• [DIRECTIONS FOR THIS TASK]: Please list each line of the records below that contains the string "Target". Only matches with the same capitalization count.

Dataset rows
=-=-=
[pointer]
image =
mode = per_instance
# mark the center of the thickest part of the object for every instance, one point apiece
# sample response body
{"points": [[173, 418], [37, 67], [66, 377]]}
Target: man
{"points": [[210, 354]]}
=-=-=
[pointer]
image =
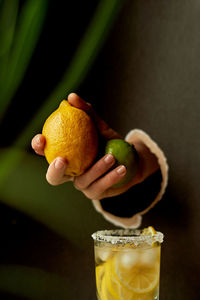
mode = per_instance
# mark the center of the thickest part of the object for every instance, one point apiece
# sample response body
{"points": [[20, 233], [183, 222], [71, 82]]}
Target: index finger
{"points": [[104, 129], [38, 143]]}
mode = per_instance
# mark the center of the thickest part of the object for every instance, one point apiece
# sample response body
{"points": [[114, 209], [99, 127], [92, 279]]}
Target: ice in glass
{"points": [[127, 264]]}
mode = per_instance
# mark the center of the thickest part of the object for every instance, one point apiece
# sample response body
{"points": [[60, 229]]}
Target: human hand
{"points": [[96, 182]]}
=-=-=
• [CORRECT RESULT]:
Target: man
Target: index finger
Target: ice in glass
Target: human hand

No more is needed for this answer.